--- Zu bearbeitende Aufgaben ---
(a) Im Text zur Abgabepflicht:
(i) Welcher Paragraf des KSVG betrifft die Pflicht zur Abgabe von Meldungen?
(ii) Welcher Paragraf betrifft die Führung fortlaufender Aufzeichnungen?
(iii) Welcher Paragraf betrifft die Erteilung von Auskünften?
(b) Wie könnte der Text zur Abgabepflicht weitergehen? Führen Sie ihn nach seinem letzten Satz fort.

--- Lesetext ---
__________

Zudem werden Streitigkeiten vermieden, wenn die Abgabepflicht dem Grunde nach bei unverändertem Unternehmensgegenstand auch für die Zukunft feststeht und so die Pflicht zur Abgabe von Meldungen
(§
27 KSVG), zur Führung fortlaufender Aufzeichnungen (§
28 KSVG) und zur Erteilung von Auskünften (§
29 KSVG) vorab geklärt wird.

__________

--- Vorliegendes Material ---
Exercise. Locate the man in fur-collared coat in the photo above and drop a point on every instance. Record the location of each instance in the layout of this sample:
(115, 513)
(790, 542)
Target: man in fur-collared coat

__________

--- Lösungen ---
(a)
(i) § 27 KSVG
(ii) § 28 KSVG
(iii) § 29 KSVG

(b)
[37] e) Der Zweck eines
Erfassungsbescheides, vorab Klarheit über die Pflicht eines Unternehmers zur Abführung der KSA in der Zukunft zu schaffen, steht dessen Erlass allerdings entgegen, wenn eine solche
zukunftsgerichtete Feststellungswirkung schon im Zeitpunkt der Entscheidung der Künstlersozialkasse ausgeschlossen ist. Eine allein in die Vergangenheit gerichtete Feststellung widerspricht
diesem Zweck eines Erfassungsbescheides und macht ihn daher unzulässig. Ein solcher Fall lag hier indes nicht vor. Bei Erlass des Erfassungsbescheides am 22. 7. 2003 war noch B Vertragspartner
der Klägerin. Die Gründung der GmbH erfolgte erst am 18. 12. 2003 mit Wirkung zum 1. 1. 2004. Selbst im Zeitpunkt des Erlasses des Widerspruchsbescheides war der Beklagten diese Änderung der
Verhältnisse noch nicht bekannt.
[38] 4. Die Kostenentscheidung
beruht auf §
197a SGG iVm §
154 Abs 1 Verwaltungsgerichtsordnung.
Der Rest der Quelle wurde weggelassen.